### SOURCE DATA

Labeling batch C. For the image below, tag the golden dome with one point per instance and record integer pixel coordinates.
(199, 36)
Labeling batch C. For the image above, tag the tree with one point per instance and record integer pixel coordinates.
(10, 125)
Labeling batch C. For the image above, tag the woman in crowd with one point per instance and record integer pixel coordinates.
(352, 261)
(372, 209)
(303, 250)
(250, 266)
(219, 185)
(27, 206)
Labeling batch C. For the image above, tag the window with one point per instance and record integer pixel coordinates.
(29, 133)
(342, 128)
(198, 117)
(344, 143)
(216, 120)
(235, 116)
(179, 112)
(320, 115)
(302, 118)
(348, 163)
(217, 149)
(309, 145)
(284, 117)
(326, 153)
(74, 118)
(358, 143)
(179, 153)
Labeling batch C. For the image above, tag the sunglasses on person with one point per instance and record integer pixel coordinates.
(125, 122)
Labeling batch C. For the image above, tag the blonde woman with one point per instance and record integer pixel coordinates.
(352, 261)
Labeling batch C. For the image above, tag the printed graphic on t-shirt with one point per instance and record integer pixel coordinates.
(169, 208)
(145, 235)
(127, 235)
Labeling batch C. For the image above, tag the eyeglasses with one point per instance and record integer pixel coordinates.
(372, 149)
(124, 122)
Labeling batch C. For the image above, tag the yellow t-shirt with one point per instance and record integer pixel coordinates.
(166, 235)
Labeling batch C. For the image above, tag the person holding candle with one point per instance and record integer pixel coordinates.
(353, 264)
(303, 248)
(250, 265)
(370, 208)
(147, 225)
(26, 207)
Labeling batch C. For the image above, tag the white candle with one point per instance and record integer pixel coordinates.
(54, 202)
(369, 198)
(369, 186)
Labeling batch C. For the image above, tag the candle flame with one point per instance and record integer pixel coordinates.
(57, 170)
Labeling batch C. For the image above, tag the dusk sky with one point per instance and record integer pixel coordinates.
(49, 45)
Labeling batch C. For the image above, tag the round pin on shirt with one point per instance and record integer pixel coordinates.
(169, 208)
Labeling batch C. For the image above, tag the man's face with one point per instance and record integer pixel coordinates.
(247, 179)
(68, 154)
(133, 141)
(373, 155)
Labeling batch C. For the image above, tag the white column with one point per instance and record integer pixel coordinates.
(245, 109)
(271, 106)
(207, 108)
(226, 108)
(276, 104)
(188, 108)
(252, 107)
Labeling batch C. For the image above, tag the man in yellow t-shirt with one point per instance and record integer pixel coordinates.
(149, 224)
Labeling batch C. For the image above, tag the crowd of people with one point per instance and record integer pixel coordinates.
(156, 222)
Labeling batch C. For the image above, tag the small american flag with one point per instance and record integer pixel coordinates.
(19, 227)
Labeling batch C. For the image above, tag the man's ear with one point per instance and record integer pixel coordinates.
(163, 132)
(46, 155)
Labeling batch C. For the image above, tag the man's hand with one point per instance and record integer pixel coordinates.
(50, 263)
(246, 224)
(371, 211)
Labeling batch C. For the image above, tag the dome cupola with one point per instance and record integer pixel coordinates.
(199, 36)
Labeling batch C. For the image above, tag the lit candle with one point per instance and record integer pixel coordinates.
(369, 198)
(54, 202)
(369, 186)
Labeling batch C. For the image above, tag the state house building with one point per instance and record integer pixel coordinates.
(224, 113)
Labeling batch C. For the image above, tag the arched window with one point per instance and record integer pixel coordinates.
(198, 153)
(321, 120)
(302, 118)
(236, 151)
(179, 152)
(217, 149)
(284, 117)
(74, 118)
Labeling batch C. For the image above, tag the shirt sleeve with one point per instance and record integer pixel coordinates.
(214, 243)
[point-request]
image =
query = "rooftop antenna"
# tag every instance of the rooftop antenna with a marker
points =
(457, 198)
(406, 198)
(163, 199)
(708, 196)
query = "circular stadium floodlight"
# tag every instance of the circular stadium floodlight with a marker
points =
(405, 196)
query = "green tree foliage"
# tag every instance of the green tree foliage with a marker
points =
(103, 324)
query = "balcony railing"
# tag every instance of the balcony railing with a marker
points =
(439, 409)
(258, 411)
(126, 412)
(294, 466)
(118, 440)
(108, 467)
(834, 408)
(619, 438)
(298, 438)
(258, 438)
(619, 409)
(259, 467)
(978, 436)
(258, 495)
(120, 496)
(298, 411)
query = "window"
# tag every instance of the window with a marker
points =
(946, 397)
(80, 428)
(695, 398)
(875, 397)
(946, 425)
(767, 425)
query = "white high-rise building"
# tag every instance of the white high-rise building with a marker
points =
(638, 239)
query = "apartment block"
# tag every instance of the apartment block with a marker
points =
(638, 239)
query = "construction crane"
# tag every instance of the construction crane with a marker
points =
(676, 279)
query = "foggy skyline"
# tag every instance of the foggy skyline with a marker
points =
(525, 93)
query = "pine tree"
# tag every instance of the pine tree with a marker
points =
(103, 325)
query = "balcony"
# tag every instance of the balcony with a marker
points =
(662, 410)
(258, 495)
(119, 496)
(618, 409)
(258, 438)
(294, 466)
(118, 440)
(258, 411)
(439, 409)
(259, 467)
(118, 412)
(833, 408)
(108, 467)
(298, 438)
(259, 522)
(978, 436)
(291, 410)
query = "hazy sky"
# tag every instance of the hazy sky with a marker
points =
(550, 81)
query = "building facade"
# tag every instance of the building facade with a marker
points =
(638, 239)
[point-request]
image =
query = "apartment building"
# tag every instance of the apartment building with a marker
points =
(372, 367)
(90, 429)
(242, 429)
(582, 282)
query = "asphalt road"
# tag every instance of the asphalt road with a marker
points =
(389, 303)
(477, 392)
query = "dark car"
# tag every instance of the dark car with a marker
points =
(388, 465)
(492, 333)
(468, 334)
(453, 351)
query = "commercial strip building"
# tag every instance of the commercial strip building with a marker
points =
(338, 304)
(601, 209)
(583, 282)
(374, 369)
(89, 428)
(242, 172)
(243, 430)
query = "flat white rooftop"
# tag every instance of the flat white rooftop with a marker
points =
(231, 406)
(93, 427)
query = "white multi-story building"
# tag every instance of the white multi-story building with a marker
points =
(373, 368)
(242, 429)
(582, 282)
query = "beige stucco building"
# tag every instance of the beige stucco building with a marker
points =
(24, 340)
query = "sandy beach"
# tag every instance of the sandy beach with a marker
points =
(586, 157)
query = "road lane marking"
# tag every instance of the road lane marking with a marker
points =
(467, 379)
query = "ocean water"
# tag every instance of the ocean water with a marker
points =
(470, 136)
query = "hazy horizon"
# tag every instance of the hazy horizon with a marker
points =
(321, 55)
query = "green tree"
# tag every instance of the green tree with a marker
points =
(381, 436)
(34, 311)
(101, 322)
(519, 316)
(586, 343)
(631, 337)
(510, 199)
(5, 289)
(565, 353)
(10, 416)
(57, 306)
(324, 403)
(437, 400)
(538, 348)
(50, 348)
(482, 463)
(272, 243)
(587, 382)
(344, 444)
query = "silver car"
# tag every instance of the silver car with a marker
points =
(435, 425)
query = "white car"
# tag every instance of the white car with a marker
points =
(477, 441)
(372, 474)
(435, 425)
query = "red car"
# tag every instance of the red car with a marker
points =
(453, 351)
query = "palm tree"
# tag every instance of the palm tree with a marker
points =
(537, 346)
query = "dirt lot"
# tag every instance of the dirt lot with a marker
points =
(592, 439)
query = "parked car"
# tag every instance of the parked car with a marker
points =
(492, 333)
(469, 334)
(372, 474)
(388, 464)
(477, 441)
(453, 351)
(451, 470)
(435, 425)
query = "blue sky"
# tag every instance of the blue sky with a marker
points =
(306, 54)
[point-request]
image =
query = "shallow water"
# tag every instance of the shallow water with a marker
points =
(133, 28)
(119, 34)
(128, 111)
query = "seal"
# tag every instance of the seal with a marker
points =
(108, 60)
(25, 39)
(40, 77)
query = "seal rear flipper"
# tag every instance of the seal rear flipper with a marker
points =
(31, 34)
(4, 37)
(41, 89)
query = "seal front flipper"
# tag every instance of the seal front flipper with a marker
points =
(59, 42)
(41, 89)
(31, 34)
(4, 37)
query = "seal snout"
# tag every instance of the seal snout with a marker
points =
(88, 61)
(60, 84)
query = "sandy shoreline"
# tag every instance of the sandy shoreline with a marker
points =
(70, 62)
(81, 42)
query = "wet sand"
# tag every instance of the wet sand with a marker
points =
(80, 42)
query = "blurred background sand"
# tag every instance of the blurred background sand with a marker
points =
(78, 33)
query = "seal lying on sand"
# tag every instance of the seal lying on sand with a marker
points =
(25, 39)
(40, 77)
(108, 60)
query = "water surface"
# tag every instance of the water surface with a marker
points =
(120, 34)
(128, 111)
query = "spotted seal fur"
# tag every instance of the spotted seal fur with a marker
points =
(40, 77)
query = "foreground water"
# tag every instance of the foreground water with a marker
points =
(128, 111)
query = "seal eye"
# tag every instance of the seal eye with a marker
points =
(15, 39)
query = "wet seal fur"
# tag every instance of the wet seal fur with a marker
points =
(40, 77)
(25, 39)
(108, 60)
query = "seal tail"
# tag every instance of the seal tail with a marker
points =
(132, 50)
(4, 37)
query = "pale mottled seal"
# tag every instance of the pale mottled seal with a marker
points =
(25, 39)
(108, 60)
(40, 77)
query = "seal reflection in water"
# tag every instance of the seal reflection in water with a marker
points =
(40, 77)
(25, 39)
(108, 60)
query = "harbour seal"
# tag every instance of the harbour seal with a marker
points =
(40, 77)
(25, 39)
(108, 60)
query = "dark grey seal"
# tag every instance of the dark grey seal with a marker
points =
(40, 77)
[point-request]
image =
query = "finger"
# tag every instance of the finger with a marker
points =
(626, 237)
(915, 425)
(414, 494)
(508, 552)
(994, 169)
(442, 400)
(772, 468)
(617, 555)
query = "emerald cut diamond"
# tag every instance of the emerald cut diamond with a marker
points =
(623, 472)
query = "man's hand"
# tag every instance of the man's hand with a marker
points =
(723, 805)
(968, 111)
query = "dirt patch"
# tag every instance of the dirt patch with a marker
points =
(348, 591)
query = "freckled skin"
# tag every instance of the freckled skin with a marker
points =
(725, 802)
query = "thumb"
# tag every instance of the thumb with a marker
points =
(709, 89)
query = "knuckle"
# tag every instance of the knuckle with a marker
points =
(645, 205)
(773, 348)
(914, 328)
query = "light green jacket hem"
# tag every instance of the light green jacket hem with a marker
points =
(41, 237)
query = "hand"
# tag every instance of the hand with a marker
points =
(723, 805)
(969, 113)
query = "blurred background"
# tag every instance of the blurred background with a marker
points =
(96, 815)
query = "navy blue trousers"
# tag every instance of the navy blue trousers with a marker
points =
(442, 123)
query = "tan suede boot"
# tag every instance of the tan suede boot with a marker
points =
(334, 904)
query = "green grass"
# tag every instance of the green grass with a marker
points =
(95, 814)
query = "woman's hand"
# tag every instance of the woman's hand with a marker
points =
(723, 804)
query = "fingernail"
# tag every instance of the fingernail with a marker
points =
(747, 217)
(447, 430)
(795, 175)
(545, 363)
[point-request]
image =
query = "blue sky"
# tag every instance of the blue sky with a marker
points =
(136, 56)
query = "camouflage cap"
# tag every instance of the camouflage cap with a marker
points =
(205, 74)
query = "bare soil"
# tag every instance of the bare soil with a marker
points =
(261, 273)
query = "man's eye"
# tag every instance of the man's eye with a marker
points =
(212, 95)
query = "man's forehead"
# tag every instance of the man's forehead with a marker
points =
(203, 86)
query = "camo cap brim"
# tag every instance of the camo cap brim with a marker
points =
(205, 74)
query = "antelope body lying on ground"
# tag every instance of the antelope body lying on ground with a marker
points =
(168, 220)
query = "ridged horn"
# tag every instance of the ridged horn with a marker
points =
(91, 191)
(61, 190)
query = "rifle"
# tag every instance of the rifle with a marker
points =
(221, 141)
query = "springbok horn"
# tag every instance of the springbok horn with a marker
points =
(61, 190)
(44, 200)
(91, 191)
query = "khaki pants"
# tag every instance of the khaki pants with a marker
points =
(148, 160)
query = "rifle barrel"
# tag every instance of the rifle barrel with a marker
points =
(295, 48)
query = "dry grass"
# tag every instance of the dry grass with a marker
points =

### PROBLEM DETAILS
In the entries above, find each line with the word "trousers" and show it.

### RESPONSE AREA
query = "navy blue trousers"
# tag every instance of the navy blue trousers with a marker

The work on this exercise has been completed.